DATA EXTRACTS:
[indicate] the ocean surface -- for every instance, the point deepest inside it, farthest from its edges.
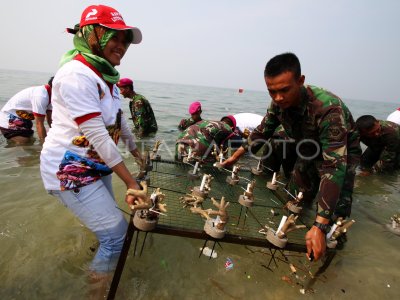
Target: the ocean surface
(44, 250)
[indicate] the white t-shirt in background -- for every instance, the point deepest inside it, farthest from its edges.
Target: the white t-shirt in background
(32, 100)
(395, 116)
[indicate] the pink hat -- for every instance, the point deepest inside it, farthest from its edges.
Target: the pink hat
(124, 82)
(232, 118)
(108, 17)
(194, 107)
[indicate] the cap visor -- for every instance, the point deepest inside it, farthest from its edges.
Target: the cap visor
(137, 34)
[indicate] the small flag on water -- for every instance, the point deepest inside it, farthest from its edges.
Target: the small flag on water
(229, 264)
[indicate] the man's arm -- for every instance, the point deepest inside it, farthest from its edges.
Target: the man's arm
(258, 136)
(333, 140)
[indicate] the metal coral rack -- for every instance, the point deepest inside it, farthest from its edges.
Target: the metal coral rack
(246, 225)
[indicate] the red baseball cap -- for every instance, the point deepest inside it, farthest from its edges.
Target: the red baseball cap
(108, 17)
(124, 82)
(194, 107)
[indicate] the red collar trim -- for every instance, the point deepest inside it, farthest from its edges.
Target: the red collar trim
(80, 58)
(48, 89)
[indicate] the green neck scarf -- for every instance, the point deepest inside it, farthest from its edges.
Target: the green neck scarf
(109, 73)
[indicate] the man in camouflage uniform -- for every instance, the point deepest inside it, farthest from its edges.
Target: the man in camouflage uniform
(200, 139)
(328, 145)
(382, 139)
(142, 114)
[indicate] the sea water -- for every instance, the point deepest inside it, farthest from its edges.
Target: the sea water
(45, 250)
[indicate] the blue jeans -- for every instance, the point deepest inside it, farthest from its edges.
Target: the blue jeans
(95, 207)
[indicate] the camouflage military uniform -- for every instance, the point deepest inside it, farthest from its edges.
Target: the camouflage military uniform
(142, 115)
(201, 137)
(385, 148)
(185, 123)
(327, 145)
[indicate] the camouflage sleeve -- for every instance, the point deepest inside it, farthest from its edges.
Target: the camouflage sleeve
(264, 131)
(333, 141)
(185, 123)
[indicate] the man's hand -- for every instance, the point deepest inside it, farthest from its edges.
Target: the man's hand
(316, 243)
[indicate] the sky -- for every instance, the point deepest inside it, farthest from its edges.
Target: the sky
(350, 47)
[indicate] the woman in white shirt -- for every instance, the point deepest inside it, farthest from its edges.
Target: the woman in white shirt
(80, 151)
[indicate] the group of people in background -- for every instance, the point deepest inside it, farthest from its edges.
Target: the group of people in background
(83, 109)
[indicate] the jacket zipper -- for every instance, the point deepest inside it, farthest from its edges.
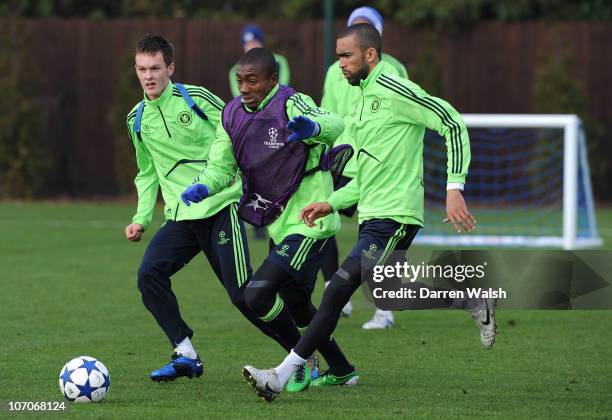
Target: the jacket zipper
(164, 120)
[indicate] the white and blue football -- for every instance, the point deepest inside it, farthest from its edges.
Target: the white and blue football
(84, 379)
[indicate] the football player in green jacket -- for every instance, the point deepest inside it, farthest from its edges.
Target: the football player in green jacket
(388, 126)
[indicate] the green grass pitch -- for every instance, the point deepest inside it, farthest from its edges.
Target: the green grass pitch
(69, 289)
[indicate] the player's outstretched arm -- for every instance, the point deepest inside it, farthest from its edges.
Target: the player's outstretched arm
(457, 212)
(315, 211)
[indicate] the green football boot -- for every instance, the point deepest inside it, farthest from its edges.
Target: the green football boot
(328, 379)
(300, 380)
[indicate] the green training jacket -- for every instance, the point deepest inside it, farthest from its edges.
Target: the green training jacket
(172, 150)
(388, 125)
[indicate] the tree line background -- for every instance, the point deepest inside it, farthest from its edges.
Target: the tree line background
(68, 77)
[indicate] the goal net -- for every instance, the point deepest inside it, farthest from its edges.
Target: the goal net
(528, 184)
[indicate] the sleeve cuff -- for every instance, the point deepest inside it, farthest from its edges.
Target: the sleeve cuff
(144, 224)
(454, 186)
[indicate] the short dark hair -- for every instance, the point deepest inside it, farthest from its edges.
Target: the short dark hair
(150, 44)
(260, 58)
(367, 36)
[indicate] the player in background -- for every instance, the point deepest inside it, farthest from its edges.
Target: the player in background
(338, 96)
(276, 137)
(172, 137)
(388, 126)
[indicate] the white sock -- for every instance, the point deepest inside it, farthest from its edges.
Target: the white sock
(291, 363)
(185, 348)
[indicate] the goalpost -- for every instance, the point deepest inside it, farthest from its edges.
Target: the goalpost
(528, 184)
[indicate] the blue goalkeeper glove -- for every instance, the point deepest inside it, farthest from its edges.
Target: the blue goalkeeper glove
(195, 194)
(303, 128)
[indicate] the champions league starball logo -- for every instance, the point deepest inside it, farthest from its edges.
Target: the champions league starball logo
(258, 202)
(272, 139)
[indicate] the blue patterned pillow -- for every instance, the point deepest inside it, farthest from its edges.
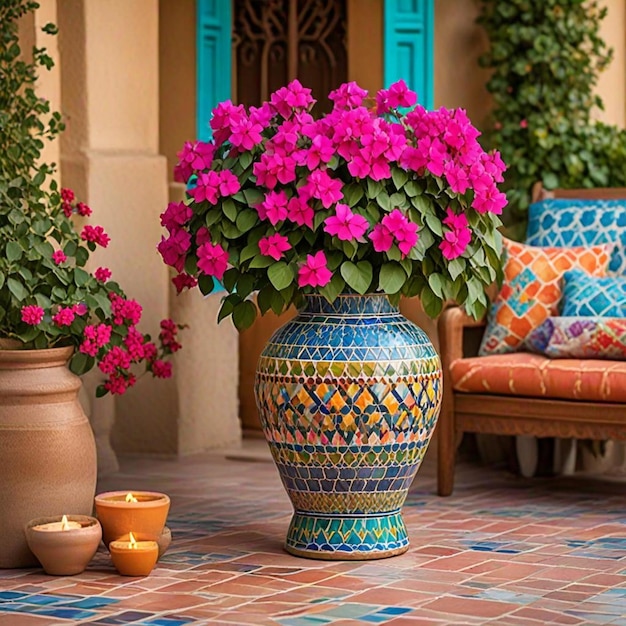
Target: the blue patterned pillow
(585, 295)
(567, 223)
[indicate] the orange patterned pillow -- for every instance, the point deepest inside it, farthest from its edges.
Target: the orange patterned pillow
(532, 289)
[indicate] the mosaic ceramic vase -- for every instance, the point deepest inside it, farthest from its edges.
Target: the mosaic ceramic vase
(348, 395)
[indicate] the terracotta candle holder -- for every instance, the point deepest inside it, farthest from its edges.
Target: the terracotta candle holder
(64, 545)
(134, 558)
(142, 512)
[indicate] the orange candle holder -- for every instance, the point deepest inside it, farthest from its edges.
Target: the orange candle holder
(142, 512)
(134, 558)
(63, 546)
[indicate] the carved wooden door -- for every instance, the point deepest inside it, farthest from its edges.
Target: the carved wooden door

==

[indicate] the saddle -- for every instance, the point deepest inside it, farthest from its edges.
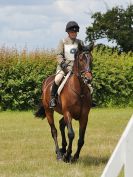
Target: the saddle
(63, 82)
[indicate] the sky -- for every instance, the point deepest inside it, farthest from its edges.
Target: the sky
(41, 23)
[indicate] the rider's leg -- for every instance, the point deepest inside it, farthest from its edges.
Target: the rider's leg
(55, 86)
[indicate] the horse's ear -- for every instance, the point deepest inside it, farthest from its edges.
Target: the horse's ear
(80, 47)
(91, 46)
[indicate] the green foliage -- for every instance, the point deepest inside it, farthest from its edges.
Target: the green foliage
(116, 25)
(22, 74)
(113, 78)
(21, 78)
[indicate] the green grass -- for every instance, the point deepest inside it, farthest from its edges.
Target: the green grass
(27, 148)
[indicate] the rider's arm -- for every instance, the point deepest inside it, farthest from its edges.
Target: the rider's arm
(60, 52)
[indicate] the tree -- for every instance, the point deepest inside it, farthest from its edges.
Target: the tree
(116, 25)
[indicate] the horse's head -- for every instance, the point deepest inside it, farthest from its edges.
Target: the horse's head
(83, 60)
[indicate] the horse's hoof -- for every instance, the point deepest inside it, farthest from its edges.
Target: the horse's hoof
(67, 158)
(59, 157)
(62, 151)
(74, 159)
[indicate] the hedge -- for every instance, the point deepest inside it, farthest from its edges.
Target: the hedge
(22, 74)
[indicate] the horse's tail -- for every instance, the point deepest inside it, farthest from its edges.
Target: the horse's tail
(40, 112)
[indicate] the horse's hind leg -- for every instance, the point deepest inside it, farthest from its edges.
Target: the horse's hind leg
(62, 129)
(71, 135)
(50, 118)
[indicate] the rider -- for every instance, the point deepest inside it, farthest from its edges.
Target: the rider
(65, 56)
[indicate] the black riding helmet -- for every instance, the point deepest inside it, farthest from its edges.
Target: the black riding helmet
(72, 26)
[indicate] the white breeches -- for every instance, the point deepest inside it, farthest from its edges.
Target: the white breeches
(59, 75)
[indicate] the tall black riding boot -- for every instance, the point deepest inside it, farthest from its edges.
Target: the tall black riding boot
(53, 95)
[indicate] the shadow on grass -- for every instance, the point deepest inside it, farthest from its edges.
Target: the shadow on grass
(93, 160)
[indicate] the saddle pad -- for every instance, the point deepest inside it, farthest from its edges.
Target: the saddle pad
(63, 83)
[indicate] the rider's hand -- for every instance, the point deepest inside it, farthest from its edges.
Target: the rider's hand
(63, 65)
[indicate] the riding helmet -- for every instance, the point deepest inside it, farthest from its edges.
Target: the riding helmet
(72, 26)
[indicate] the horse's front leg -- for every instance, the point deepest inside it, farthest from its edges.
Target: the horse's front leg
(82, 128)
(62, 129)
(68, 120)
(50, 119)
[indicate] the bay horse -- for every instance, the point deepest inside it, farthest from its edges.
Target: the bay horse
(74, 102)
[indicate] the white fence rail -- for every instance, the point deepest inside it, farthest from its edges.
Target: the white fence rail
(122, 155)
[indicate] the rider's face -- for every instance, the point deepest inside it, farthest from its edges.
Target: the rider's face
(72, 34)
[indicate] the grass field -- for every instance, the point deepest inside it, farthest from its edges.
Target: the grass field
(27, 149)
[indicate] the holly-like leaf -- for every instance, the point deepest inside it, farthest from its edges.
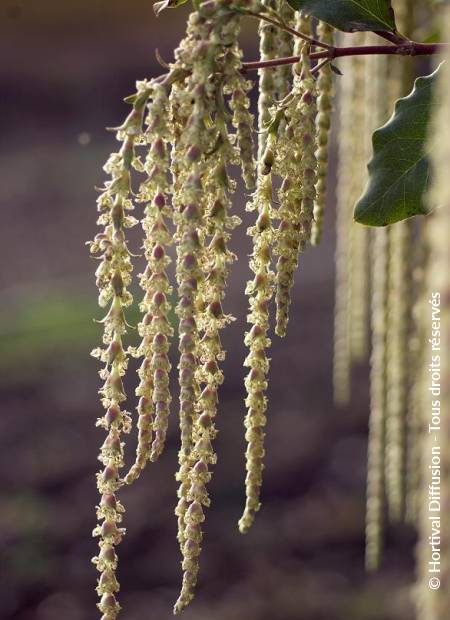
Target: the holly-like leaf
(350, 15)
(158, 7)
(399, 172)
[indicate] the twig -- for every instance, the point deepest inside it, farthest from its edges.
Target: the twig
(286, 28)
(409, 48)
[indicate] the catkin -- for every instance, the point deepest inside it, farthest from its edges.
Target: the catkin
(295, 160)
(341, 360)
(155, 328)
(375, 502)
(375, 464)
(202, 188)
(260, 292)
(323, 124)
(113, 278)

ACTIVITY:
There is a run of lines above from the one with "Target: the terracotta candle holder" to the one with "[indicate] the carved"; print exactly that run, both ends included, and nothing else.

SOLUTION FOR THIS PROBLEM:
Target: the terracotta candle holder
(64, 545)
(134, 558)
(142, 512)
[indicate] the orange candle holder -- for every instance, the point deepest inside it, farthest from its edges.
Target: the orange candle holder
(142, 512)
(134, 558)
(63, 546)
[indicate] the carved wooden door -- for every instance, the point deepest inside it, farthest from its edges.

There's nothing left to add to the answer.